• WHAT IS BEING ASKED: Reproduce word for word the lines starting with the one that contains "On the screen shown above, can you pinpoint the concrete" and going on through the one that contains "[[268, 164, 480, 308]]", including both of those lines.

• INFORMATION PROVIDED:

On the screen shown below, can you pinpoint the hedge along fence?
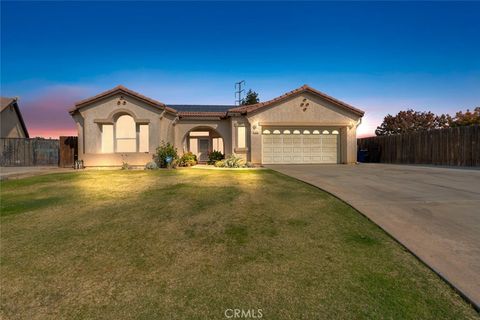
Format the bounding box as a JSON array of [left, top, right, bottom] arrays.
[[357, 125, 480, 166]]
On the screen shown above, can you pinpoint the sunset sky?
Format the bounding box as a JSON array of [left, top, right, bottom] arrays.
[[1, 1, 480, 137]]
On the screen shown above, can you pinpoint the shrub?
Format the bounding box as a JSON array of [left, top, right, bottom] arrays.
[[207, 150, 225, 164], [145, 161, 158, 170], [245, 162, 255, 168], [213, 160, 225, 168], [178, 152, 197, 167], [215, 154, 245, 168], [155, 141, 178, 168]]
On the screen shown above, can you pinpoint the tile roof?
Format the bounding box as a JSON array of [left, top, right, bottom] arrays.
[[0, 97, 15, 111], [69, 85, 364, 118], [229, 85, 365, 116], [167, 104, 236, 112], [69, 85, 177, 114], [178, 111, 227, 118]]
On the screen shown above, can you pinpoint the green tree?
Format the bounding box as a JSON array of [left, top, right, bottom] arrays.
[[241, 89, 260, 106], [448, 107, 480, 127]]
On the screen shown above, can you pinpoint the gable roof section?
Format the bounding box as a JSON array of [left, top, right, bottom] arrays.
[[0, 97, 30, 138], [69, 85, 177, 114], [67, 85, 364, 119], [229, 85, 365, 117], [167, 104, 233, 112]]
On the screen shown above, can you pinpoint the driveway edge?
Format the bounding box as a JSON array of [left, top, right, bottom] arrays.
[[269, 168, 480, 313]]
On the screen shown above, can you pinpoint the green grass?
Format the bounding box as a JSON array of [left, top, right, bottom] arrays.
[[0, 169, 478, 319]]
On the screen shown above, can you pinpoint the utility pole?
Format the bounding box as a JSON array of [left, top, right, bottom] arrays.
[[235, 80, 245, 106]]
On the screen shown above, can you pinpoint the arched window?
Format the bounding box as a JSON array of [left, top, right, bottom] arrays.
[[115, 115, 137, 152], [101, 114, 150, 153]]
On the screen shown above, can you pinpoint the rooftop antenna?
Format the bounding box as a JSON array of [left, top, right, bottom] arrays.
[[235, 80, 245, 106]]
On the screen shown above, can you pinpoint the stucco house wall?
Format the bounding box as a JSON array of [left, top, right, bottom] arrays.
[[174, 119, 232, 154], [70, 86, 363, 166], [73, 93, 175, 166]]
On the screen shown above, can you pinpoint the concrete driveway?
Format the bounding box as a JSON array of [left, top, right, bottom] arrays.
[[268, 164, 480, 308]]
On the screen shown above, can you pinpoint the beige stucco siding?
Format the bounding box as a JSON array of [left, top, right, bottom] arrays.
[[0, 106, 26, 138], [247, 93, 360, 163], [71, 89, 361, 166], [73, 94, 174, 166]]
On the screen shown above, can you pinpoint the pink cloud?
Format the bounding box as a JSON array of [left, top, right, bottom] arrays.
[[19, 85, 89, 138]]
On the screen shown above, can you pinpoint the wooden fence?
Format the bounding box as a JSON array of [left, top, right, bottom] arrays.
[[357, 126, 480, 166], [0, 138, 59, 167]]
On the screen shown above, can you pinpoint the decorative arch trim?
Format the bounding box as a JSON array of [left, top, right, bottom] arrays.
[[93, 108, 150, 124]]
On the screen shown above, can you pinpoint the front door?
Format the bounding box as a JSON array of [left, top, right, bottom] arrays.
[[198, 139, 210, 162]]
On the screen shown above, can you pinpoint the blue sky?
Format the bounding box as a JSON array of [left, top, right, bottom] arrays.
[[1, 2, 480, 136]]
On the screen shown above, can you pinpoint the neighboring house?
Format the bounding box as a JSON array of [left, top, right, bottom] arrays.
[[70, 85, 364, 166], [0, 97, 29, 138]]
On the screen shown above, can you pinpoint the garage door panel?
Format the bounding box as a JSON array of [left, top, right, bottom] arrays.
[[262, 128, 339, 164]]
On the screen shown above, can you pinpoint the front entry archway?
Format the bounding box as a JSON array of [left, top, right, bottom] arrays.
[[183, 127, 225, 162]]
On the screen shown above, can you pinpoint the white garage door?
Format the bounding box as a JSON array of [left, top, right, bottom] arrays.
[[262, 128, 339, 164]]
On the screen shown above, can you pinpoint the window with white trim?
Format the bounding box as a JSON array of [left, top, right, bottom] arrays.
[[138, 124, 149, 152], [115, 115, 137, 152], [101, 115, 150, 153], [237, 126, 247, 148], [102, 124, 113, 153]]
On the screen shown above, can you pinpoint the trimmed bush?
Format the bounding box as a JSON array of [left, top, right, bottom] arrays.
[[215, 154, 245, 168], [145, 161, 158, 170], [213, 160, 225, 168], [207, 150, 225, 164], [154, 141, 178, 168], [178, 152, 198, 167]]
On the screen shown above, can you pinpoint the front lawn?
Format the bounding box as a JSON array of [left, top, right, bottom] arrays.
[[0, 169, 478, 319]]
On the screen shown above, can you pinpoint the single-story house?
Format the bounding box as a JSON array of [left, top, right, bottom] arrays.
[[70, 85, 364, 166], [0, 97, 29, 138]]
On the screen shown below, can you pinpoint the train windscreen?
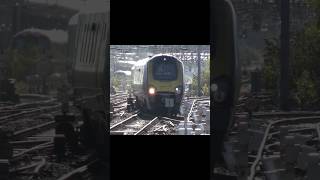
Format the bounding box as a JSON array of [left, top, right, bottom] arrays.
[[153, 60, 177, 81]]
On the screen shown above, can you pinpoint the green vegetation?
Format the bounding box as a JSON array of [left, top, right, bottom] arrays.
[[191, 60, 210, 96], [263, 17, 320, 109]]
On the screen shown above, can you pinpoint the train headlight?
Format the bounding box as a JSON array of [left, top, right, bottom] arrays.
[[176, 87, 182, 94], [148, 87, 156, 95]]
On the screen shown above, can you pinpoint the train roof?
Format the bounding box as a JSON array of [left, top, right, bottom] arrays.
[[14, 28, 68, 44], [132, 54, 181, 70]]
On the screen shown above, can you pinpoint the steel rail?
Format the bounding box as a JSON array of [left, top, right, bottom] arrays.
[[248, 116, 320, 180], [134, 117, 159, 135]]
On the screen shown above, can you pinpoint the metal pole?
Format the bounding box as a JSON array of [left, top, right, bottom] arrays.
[[197, 48, 201, 96], [280, 0, 290, 110]]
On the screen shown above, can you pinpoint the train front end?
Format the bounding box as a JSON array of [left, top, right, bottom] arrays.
[[146, 55, 184, 115]]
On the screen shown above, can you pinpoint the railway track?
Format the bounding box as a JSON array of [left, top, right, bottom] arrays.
[[249, 116, 320, 180], [110, 97, 210, 135], [110, 113, 181, 135]]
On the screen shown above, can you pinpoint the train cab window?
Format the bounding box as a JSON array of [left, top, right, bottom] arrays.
[[153, 61, 177, 80]]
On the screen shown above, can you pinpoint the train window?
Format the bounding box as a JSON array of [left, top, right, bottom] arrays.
[[153, 61, 177, 80]]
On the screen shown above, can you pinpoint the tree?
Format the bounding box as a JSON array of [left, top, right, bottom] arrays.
[[263, 23, 320, 108], [191, 60, 210, 96], [262, 39, 280, 90]]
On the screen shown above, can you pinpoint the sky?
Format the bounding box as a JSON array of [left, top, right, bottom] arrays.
[[30, 0, 109, 10]]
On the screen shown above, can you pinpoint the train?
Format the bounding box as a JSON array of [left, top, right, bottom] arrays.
[[132, 54, 184, 116]]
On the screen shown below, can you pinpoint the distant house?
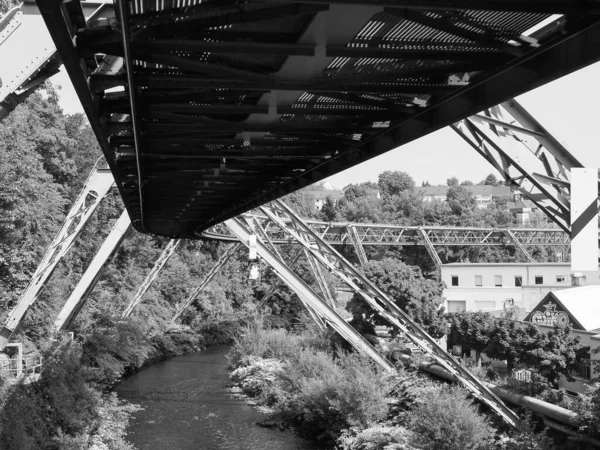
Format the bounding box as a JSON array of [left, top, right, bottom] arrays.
[[524, 286, 600, 392], [506, 197, 538, 225], [415, 185, 512, 208]]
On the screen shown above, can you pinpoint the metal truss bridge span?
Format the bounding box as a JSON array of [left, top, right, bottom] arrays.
[[202, 218, 570, 246], [37, 0, 600, 238]]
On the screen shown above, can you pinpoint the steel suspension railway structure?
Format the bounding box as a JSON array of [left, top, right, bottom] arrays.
[[0, 0, 600, 429]]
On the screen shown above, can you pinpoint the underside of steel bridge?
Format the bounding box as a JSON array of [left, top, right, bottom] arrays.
[[37, 0, 600, 238]]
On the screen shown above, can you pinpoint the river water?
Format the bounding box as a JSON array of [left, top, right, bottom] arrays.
[[115, 346, 316, 450]]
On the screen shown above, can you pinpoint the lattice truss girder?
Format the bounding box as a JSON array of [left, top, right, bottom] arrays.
[[203, 217, 570, 246], [261, 201, 522, 429], [452, 99, 596, 237], [0, 162, 114, 350], [225, 218, 394, 371]]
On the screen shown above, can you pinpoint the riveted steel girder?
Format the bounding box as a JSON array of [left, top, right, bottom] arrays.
[[261, 201, 523, 430], [0, 162, 114, 350]]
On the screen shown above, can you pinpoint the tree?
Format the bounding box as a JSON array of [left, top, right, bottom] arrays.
[[346, 258, 446, 338], [520, 326, 590, 387], [447, 311, 494, 366], [378, 170, 415, 197], [320, 195, 338, 222], [446, 177, 458, 186], [485, 313, 540, 373], [446, 185, 475, 216]]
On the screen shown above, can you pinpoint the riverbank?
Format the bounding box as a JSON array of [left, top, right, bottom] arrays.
[[115, 346, 316, 450], [229, 324, 591, 450]]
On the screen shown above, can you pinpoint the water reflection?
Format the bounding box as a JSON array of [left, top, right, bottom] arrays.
[[116, 346, 316, 450]]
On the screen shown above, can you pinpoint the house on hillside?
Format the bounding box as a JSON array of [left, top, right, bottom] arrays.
[[441, 263, 600, 313], [506, 196, 538, 225], [524, 286, 600, 393], [306, 188, 344, 211], [414, 185, 512, 208]]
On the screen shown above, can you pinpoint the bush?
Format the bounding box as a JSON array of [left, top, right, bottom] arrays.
[[229, 356, 289, 405], [278, 350, 387, 441], [404, 386, 494, 450], [0, 345, 98, 450], [338, 424, 416, 450], [227, 321, 306, 369]]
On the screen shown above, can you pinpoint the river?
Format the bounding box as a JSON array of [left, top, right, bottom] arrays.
[[115, 346, 317, 450]]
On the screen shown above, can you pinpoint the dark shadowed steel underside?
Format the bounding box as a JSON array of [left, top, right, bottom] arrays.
[[38, 0, 600, 238]]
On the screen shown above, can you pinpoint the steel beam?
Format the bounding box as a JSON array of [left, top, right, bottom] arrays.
[[260, 0, 600, 14], [0, 163, 114, 350], [54, 211, 131, 331], [261, 201, 523, 430], [122, 239, 181, 319], [243, 216, 326, 330], [346, 224, 369, 268], [171, 243, 241, 322], [256, 247, 302, 310], [304, 249, 335, 309], [452, 99, 600, 245], [225, 219, 395, 371]]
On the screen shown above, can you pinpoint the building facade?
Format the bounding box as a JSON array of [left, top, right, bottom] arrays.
[[415, 185, 513, 208], [441, 263, 600, 312], [524, 286, 600, 393]]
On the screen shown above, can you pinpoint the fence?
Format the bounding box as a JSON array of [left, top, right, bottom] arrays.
[[0, 355, 42, 378]]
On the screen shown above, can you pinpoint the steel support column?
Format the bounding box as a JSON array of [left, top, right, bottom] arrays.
[[123, 239, 181, 319], [452, 99, 600, 239], [256, 247, 302, 310], [171, 243, 241, 322], [304, 249, 335, 308], [419, 228, 442, 270], [347, 225, 369, 267], [225, 219, 394, 371], [54, 211, 131, 331], [0, 163, 114, 350], [261, 201, 523, 429]]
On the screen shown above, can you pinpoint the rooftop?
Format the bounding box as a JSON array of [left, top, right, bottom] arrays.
[[525, 286, 600, 331]]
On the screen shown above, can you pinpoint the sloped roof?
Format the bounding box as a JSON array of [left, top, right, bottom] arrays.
[[525, 286, 600, 331]]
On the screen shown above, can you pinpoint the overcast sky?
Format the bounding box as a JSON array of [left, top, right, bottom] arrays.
[[52, 63, 600, 188]]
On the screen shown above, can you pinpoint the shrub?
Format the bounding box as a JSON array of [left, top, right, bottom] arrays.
[[279, 350, 387, 441], [227, 322, 305, 369], [229, 356, 288, 405], [404, 386, 494, 450], [338, 424, 416, 450], [0, 344, 97, 450], [88, 392, 141, 450]]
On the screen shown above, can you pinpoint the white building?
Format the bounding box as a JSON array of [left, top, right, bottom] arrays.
[[414, 185, 513, 208], [441, 263, 600, 312]]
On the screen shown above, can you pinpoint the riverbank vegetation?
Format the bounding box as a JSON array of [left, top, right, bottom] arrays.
[[228, 322, 600, 450], [0, 79, 584, 450]]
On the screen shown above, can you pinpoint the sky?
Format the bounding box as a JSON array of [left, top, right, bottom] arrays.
[[52, 59, 600, 188]]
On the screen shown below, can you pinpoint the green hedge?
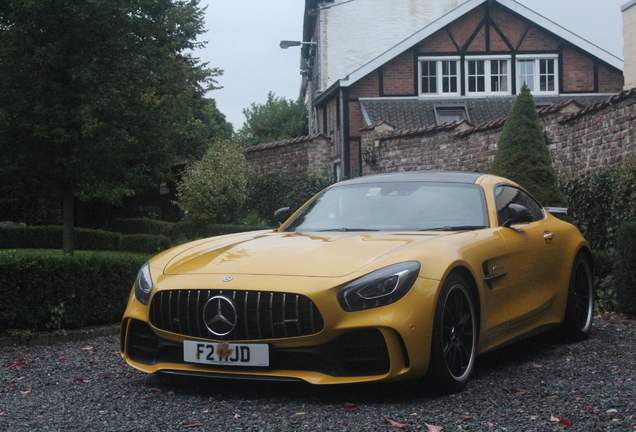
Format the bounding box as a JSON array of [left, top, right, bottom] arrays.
[[561, 161, 636, 251], [614, 222, 636, 317], [0, 251, 147, 331], [109, 218, 263, 245], [0, 226, 172, 254], [245, 175, 331, 221]]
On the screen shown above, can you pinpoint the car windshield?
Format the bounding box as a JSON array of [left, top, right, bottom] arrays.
[[285, 182, 488, 232]]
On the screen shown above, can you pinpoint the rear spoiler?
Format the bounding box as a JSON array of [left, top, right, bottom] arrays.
[[545, 207, 572, 216]]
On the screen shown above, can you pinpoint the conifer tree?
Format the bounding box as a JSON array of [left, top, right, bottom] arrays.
[[490, 84, 565, 206]]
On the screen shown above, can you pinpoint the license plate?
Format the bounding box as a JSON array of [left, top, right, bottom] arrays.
[[183, 341, 269, 366]]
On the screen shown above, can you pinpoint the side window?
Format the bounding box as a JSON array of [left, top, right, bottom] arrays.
[[495, 185, 545, 226]]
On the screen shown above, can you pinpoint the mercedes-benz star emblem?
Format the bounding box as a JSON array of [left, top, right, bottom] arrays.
[[203, 296, 238, 336]]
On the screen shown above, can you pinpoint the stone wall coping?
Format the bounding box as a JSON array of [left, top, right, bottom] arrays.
[[243, 134, 331, 153]]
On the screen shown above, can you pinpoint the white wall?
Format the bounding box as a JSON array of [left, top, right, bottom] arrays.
[[622, 0, 636, 89], [316, 0, 467, 90]]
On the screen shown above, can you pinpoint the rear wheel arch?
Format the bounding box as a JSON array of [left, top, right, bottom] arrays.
[[446, 266, 481, 334]]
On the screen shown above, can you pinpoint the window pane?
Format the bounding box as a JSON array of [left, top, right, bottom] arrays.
[[518, 60, 534, 91], [442, 60, 457, 93], [468, 60, 486, 93], [422, 61, 437, 93], [490, 60, 508, 92], [539, 59, 556, 92]]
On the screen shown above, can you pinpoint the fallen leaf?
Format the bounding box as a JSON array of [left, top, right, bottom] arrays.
[[384, 419, 406, 429]]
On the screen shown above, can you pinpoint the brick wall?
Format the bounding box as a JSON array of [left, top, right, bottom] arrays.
[[244, 134, 331, 177], [362, 89, 636, 176]]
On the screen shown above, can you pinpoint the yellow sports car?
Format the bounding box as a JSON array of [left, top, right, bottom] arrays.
[[121, 171, 593, 392]]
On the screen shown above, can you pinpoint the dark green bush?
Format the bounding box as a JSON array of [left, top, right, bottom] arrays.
[[0, 226, 172, 253], [118, 234, 172, 254], [561, 161, 636, 251], [0, 251, 147, 331], [173, 221, 263, 244], [245, 175, 331, 221], [614, 222, 636, 317], [108, 218, 174, 238]]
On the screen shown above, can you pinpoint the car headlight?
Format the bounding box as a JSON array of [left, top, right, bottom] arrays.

• EXERCISE RESULT:
On the screen shown above, can you pinpoint the concrete driveway?
Format the bounding box as a JSON array of [left, top, right, bottom] arrays.
[[268, 164, 480, 308]]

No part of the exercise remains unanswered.